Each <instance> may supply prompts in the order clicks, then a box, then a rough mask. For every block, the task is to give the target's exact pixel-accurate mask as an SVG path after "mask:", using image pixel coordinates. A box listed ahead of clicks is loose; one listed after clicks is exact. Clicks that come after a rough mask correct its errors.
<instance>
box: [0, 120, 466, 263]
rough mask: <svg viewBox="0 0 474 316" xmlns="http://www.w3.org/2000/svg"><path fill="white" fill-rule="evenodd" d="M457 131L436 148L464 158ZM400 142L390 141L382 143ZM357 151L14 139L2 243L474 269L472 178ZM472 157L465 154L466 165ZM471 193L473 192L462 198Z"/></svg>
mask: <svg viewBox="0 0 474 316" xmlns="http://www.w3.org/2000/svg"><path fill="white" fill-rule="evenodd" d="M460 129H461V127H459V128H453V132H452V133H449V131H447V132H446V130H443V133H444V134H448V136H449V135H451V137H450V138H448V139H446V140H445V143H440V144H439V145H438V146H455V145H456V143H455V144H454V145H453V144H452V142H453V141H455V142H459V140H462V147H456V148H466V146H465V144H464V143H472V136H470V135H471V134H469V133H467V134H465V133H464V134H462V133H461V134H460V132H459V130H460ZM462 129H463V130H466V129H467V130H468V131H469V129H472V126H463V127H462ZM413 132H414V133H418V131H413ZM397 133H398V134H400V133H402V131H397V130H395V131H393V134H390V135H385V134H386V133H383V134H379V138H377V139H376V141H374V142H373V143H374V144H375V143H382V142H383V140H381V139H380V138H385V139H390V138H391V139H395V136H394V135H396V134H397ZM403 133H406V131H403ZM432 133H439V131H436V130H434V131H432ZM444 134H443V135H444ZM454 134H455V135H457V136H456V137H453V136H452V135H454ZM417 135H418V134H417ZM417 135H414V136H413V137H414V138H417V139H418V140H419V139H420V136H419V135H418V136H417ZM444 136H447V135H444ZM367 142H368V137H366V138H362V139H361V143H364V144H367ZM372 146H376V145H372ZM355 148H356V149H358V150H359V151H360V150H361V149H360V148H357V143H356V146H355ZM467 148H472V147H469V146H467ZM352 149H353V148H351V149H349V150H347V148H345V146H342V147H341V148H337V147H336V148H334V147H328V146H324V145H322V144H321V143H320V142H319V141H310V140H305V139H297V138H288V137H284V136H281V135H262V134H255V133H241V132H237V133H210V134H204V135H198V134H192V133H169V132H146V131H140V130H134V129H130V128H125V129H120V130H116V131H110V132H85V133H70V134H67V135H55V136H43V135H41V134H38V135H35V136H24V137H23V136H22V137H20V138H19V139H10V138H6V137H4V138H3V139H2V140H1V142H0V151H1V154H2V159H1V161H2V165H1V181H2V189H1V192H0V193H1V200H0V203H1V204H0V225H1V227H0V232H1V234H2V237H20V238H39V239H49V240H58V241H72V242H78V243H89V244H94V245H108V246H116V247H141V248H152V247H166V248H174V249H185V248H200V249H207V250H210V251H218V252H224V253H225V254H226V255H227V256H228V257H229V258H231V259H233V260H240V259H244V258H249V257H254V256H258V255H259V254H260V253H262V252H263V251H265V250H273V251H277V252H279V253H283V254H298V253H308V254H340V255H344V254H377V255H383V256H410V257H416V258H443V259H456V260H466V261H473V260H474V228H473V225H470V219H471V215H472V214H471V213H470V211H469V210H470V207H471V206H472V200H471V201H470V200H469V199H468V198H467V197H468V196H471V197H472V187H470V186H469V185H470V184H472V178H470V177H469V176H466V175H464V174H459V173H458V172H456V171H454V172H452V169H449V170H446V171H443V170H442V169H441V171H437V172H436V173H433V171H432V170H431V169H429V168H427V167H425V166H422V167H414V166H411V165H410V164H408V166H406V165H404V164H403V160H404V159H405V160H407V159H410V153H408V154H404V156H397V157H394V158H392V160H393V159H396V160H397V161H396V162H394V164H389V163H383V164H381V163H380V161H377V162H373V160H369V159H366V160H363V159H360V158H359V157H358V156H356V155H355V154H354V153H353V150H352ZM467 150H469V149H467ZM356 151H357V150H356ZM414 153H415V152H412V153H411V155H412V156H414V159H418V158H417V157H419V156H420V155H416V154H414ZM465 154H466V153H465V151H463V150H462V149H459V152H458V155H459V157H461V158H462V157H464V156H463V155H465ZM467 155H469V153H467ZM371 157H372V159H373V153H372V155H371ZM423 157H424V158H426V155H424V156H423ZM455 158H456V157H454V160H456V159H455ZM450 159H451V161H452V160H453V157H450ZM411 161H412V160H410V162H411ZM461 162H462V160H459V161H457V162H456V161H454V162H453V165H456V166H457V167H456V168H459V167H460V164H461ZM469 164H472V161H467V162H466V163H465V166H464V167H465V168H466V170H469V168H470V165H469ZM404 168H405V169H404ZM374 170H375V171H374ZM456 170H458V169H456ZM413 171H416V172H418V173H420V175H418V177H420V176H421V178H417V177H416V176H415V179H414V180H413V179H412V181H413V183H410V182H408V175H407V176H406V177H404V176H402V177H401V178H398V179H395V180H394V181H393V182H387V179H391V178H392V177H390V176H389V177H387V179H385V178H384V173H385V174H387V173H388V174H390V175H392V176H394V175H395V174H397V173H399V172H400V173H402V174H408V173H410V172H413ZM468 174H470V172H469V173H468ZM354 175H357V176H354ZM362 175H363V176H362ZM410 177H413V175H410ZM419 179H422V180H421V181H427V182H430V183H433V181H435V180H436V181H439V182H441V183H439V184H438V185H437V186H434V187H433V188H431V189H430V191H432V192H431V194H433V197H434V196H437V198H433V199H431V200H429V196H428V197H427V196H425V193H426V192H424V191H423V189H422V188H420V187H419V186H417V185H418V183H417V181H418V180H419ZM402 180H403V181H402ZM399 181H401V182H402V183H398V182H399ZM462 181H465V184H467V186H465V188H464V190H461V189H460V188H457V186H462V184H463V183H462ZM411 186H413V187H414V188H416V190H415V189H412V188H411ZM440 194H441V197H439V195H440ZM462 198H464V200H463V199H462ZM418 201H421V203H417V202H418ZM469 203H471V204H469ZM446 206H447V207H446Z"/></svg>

■ ■ ■ ■

▶ [EXERCISE DESCRIPTION]
Nothing in the listing above may be altered; transcribe all of it.

▶ [FINISHED TASK]
Each <instance> may supply prompts in the order clicks, then a box, then a rough mask. For every block, the task is to give the target's exact pixel-accurate mask as an SVG path after "mask:", using image pixel coordinates. A box listed ahead of clicks is loose; one listed after clicks is exact. Clicks that come after a rough mask correct its errors.
<instance>
box: [0, 120, 466, 263]
rough mask: <svg viewBox="0 0 474 316" xmlns="http://www.w3.org/2000/svg"><path fill="white" fill-rule="evenodd" d="M457 131L436 148L464 158ZM400 142L390 141L382 143ZM357 151L14 139L2 243L474 269L472 178ZM472 157L465 154L466 165ZM471 193L473 192L462 198Z"/></svg>
mask: <svg viewBox="0 0 474 316" xmlns="http://www.w3.org/2000/svg"><path fill="white" fill-rule="evenodd" d="M460 129H461V127H459V128H453V132H452V133H449V131H447V132H446V130H443V133H444V134H448V136H449V135H451V137H450V138H448V139H446V140H445V143H440V144H439V145H438V146H455V145H456V143H455V144H454V145H453V144H452V142H453V141H455V142H459V140H462V147H456V148H466V146H465V144H464V143H472V136H470V135H471V134H469V133H467V134H465V133H464V134H462V133H461V134H460V132H459V130H460ZM462 129H463V130H466V129H467V130H468V131H469V129H472V126H463V127H462ZM413 132H414V133H418V131H413ZM397 133H398V134H400V133H402V131H397V130H395V131H393V134H390V135H385V134H386V133H383V134H379V138H377V139H376V141H374V142H373V143H374V144H375V143H382V142H383V140H381V139H380V138H385V139H390V138H391V139H395V136H394V135H396V134H397ZM403 133H406V131H403ZM432 133H439V131H436V130H434V131H432ZM444 134H443V135H444ZM454 134H455V135H457V136H456V137H453V136H452V135H454ZM417 135H418V134H417ZM417 135H414V136H413V137H414V138H417V139H418V140H419V139H420V136H419V135H418V136H417ZM444 136H447V135H444ZM367 142H368V137H366V138H362V139H361V143H364V144H367ZM372 146H376V145H372ZM355 148H356V149H358V150H359V151H360V150H361V149H360V148H357V143H356V146H355ZM467 148H472V147H469V146H467ZM352 149H353V148H351V149H349V150H347V148H345V146H342V147H341V148H337V147H336V148H334V147H328V146H324V145H322V144H321V143H320V142H319V141H310V140H305V139H297V138H288V137H284V136H281V135H262V134H255V133H241V132H237V133H210V134H204V135H198V134H192V133H169V132H146V131H140V130H134V129H130V128H125V129H120V130H116V131H110V132H85V133H70V134H67V135H55V136H43V135H41V134H38V135H35V136H24V137H23V136H22V137H20V138H19V139H10V138H6V137H4V138H3V139H2V140H1V142H0V151H1V154H2V159H1V161H2V165H1V181H2V189H1V192H0V193H1V200H0V203H1V204H0V225H1V227H0V232H1V234H2V237H20V238H39V239H49V240H58V241H72V242H78V243H89V244H94V245H108V246H116V247H141V248H152V247H166V248H174V249H185V248H200V249H207V250H210V251H218V252H224V253H225V254H226V255H227V256H228V257H229V258H231V259H233V260H240V259H244V258H249V257H254V256H258V255H259V254H260V253H262V252H263V251H265V250H273V251H277V252H279V253H283V254H298V253H308V254H340V255H344V254H377V255H383V256H410V257H416V258H443V259H456V260H466V261H473V260H474V228H473V225H470V219H471V215H472V214H471V213H470V211H469V210H470V207H471V206H472V200H471V201H470V200H469V199H468V198H467V197H468V196H471V197H472V187H470V186H469V185H470V184H472V178H470V177H469V176H466V175H464V174H459V173H458V172H456V171H454V172H452V169H449V170H446V171H443V170H442V169H441V171H437V172H436V173H433V171H432V170H431V169H429V168H427V167H425V166H422V167H414V166H411V165H410V164H408V166H406V165H404V164H403V160H404V159H405V160H407V159H410V153H408V154H404V156H397V157H394V158H392V160H393V159H396V160H397V161H396V162H394V164H389V163H383V164H381V163H380V161H377V162H373V160H369V159H366V160H363V159H360V158H359V157H358V156H356V155H355V154H354V153H353V150H352ZM467 150H469V149H467ZM356 151H357V150H356ZM414 153H415V152H412V153H411V155H412V156H414V159H418V158H417V157H419V156H420V155H416V154H414ZM465 154H466V153H465V151H463V150H462V149H459V152H458V155H459V157H461V158H462V157H464V156H463V155H465ZM467 155H469V153H467ZM371 157H372V159H373V153H372V155H371ZM423 157H424V158H426V155H424V156H423ZM455 158H456V157H454V160H456V159H455ZM450 159H451V161H452V160H453V157H450ZM411 161H412V160H410V162H411ZM461 162H462V160H459V161H457V162H456V161H454V162H453V165H456V166H457V167H456V168H459V167H460V164H461ZM469 164H472V161H467V162H466V163H465V166H464V167H465V168H466V170H469V168H470V165H469ZM404 168H405V169H404ZM374 170H375V171H374ZM456 170H458V169H456ZM413 171H416V172H418V173H420V175H418V177H420V176H421V178H417V177H416V176H415V179H414V180H413V179H412V181H413V183H410V182H408V175H407V176H406V177H404V176H402V177H401V178H398V179H395V180H394V181H393V182H387V179H391V178H392V177H390V176H389V177H387V179H385V178H384V173H385V174H387V173H388V174H390V175H392V176H394V175H395V174H397V173H399V172H400V173H402V174H408V173H410V172H413ZM468 174H470V172H469V173H468ZM354 175H357V176H354ZM362 175H363V176H362ZM410 177H413V175H410ZM419 179H422V180H421V181H427V182H430V183H433V181H435V180H436V181H439V182H441V183H439V184H438V185H437V186H434V187H433V188H431V189H430V191H432V192H431V194H433V197H434V196H437V198H433V199H431V200H429V196H428V197H427V196H425V193H426V192H424V191H423V189H422V188H420V187H419V186H417V185H418V183H417V181H418V180H419ZM402 180H403V181H402ZM399 181H401V182H402V183H398V182H399ZM462 181H465V184H467V186H465V188H464V190H461V189H460V188H457V186H462V184H463V183H462ZM411 186H413V187H414V188H416V190H415V189H412V188H411ZM440 194H441V197H439V195H440ZM462 198H464V200H463V199H462ZM418 201H421V203H417V202H418ZM469 203H471V204H469ZM446 206H447V207H446Z"/></svg>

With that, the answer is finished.